- [WRITTEN INSTRUCTION 1]: In the records further down, take the lines between the one holding "In this exercise you will find the woman" and the one holding "Target: woman in gray sweater", inclusive, and output them as a Markdown table with the columns Row and Line, one row number and one line per row. Skip any blank lines and leave out the picture.

- [SOURCE TEXT]:

3) Code cell 2: import modules and functions
The second code cell is for importing all required/useful modules. For this basic example we have only one import:
# Import modules
from delta.tables import DeltaTable
Import Delta Table module








3) Code cell 3: filling delta lake
Now the actual code for filling the delta lake tables with parquet files from the data lake. Note: code is very basic. It checks whether the Delta Lake table already exists. If not it creates the Delta Lake table and if it already exists it merges the new data into the existing table. If you have transactional data then you could also do an append instead of a merge.

# Convert comma separated string with keys to array
key_columns = key_columns_str.split(',')  

# Convert array with keys to where-clause for merge statement
conditions_list = [f"existing.{key}=updates.{key}" for key in key_columns]

# Determine path of source files from ingest layer
source_path = data_lake_container + '/' + bronze_folder + '/' + source_wildcard 

# Determine path of Delta Lake Table 
delta_table_path = data_lake_container + '/' + silver_folder + '/' + table_name

# Read file(s) in spark data frame
sdf = spark.read.format('parquet').option("recursiveFileLookup", "true").load(source_path)

# Check if the Delta Table exists
if (DeltaTable.isDeltaTable(spark, delta_table_path)):
    print('Existing delta table')

- [WRITTEN INSTRUCTION 2]: From the Delta Lake tutorial above, copy word for word the passage between "# Read file(s)" and "print('Existing delta table')", inclusive.

- [THE INPUT]:
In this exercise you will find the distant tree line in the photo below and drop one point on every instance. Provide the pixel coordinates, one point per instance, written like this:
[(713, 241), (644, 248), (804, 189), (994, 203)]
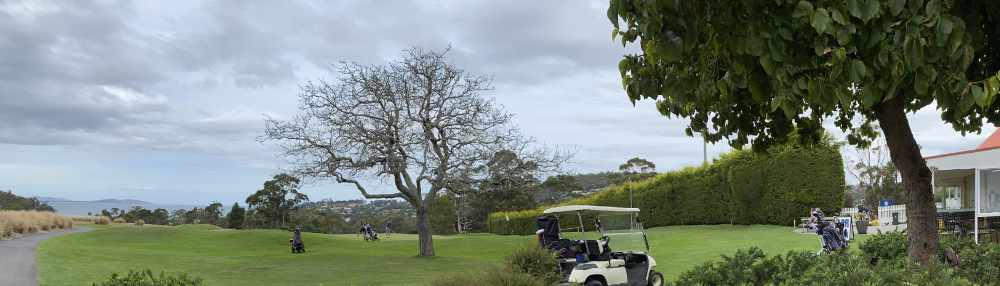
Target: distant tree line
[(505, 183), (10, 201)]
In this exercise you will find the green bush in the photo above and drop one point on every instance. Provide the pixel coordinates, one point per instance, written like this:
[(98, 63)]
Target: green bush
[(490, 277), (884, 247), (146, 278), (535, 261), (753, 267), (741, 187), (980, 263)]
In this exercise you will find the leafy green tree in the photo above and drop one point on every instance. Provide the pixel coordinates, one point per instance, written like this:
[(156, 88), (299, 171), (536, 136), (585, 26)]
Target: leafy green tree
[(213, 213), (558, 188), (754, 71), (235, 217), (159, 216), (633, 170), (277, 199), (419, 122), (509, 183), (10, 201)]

==

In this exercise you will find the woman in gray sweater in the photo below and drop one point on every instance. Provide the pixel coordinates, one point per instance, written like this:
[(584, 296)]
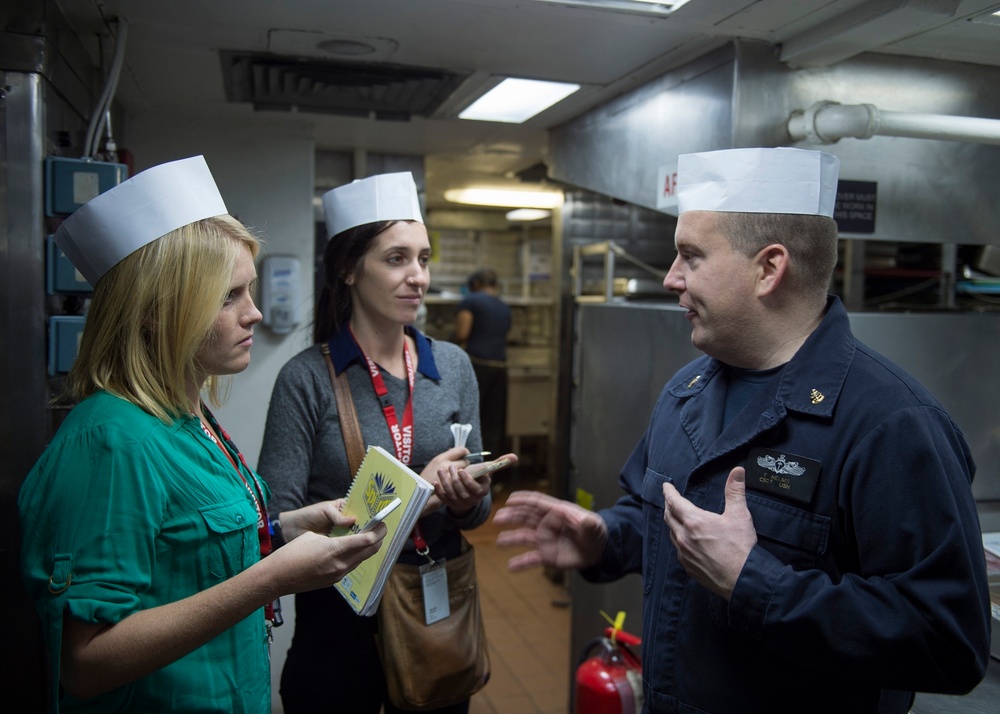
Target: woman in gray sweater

- [EXERCISE RESPONSE 1]:
| Row | Line |
|---|---|
| 1 | In this exercise you will find the woman in gray sweater in the photo below and drop one point on every instance. Provide the pixel coordinates, one point per instance, written like this: |
| 2 | [(584, 296)] |
| 3 | Target: woman in gray sweater |

- [EXERCISE RESPONSE 2]:
# Read file(s) in spark data frame
sdf = spark.read.format('parquet').option("recursiveFileLookup", "true").load(source_path)

# Check if the Delta Table exists
if (DeltaTable.isDeltaTable(spark, delta_table_path)):
    print('Existing delta table')